Would you please set down the entries below exactly as shown?

Segment Open

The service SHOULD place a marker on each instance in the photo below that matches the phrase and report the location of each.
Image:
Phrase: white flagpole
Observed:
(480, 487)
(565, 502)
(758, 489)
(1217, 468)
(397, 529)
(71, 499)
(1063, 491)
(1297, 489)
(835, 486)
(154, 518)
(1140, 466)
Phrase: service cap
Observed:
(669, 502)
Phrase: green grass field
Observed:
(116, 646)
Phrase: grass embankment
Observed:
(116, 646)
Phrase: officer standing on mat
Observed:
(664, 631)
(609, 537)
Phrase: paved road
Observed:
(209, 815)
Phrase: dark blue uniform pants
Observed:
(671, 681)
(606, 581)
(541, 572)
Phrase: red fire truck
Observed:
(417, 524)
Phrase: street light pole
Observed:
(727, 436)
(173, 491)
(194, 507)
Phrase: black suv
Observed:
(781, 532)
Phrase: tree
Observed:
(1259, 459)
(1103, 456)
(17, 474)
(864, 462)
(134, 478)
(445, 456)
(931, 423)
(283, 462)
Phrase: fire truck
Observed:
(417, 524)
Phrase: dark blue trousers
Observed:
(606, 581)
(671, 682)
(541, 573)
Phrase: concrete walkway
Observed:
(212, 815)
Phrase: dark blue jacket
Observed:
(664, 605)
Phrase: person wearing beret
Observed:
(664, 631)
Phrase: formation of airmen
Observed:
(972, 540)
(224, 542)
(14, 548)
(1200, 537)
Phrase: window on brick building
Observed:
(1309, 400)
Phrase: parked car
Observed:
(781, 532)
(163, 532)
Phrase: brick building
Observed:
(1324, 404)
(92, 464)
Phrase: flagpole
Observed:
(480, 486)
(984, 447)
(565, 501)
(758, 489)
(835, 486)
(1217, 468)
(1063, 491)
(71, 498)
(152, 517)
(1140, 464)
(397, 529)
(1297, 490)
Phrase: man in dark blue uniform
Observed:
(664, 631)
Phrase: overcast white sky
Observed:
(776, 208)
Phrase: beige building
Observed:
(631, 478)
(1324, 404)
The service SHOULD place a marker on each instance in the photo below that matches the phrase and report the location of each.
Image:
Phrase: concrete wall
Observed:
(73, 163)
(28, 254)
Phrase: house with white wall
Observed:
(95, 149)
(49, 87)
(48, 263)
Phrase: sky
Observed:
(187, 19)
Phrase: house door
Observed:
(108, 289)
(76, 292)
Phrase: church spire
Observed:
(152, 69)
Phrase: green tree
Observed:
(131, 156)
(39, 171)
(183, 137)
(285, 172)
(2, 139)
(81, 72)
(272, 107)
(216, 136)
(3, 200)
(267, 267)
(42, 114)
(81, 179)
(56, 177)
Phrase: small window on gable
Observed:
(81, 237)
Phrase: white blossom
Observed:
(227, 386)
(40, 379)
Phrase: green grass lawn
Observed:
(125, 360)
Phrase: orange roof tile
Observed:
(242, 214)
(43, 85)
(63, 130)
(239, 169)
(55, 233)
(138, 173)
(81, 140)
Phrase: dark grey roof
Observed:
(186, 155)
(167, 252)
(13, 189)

Segment Closed

WRITTEN SOLUTION:
The service SHOULD place a marker on each instance in the photo below that matches the phrase and report the location of each.
Image:
Phrase: white flagpole
Observed:
(480, 487)
(565, 502)
(758, 489)
(1217, 468)
(397, 529)
(71, 499)
(1063, 491)
(1297, 489)
(835, 486)
(154, 518)
(1140, 466)
Phrase: service cap
Observed:
(669, 502)
Phrase: green grass field
Observed:
(116, 646)
Phrase: grass embankment
Observed:
(116, 646)
Phrase: officer standing on mat
Observed:
(664, 631)
(609, 537)
Phrase: paved road
Observed:
(209, 815)
Phrase: dark blue uniform pants
Observed:
(671, 681)
(606, 581)
(541, 572)
Phrase: red fire truck
Observed:
(417, 524)
Phrase: street light pole
Observed:
(727, 436)
(173, 491)
(194, 507)
Phrase: black suv
Observed:
(781, 532)
Phrase: tree
Observed:
(1259, 459)
(1103, 456)
(17, 474)
(864, 462)
(134, 478)
(445, 456)
(931, 423)
(283, 462)
Phrase: fire truck
Observed:
(417, 524)
Phrase: dark blue trousers
Observed:
(606, 581)
(671, 682)
(541, 573)
Phrase: concrete walkway
Observed:
(212, 815)
Phrase: dark blue jacket
Observed:
(664, 605)
Phrase: person wearing beret
Observed:
(664, 631)
Phrase: formation of airmen
Observed:
(972, 540)
(224, 542)
(14, 548)
(1200, 537)
Phrase: window on brick building
Observed:
(1309, 400)
Phrase: parked car
Observed:
(781, 532)
(163, 532)
Phrase: brick building
Observed:
(1324, 404)
(92, 464)
Phrase: flagpole
Observed:
(480, 486)
(984, 447)
(565, 501)
(758, 489)
(835, 486)
(1217, 468)
(1063, 491)
(71, 498)
(152, 517)
(1140, 464)
(397, 529)
(1297, 490)
Phrase: man in dark blue uniform
Observed:
(664, 631)
Phrase: overcast white sky
Observed:
(776, 208)
Phrase: beige building
Observed:
(631, 478)
(1324, 404)
The service SHOULD place a marker on each instance in the photo below that matches the phrase and report the location of each.
Image:
Phrase: concrete wall
Observed:
(73, 163)
(28, 254)
Phrase: house with white wall
Observed:
(95, 149)
(49, 87)
(48, 263)
Phrase: sky
Observed:
(187, 19)
Phrase: house door
Observed:
(108, 289)
(76, 292)
Phrase: church spire
Observed:
(152, 69)
Phrase: green tree
Observed:
(131, 156)
(39, 171)
(183, 137)
(285, 172)
(2, 139)
(81, 72)
(272, 107)
(216, 136)
(3, 200)
(267, 267)
(42, 114)
(81, 179)
(56, 177)
Phrase: small window on gable
Observed:
(81, 237)
Phrase: white blossom
Observed:
(227, 386)
(40, 379)
Phrase: green grass lawn
Observed:
(125, 360)
Phrase: orange roof tile
Observed:
(242, 214)
(43, 85)
(63, 130)
(239, 169)
(55, 233)
(138, 173)
(81, 140)
Phrase: dark grey roof
Observed:
(186, 155)
(167, 252)
(13, 189)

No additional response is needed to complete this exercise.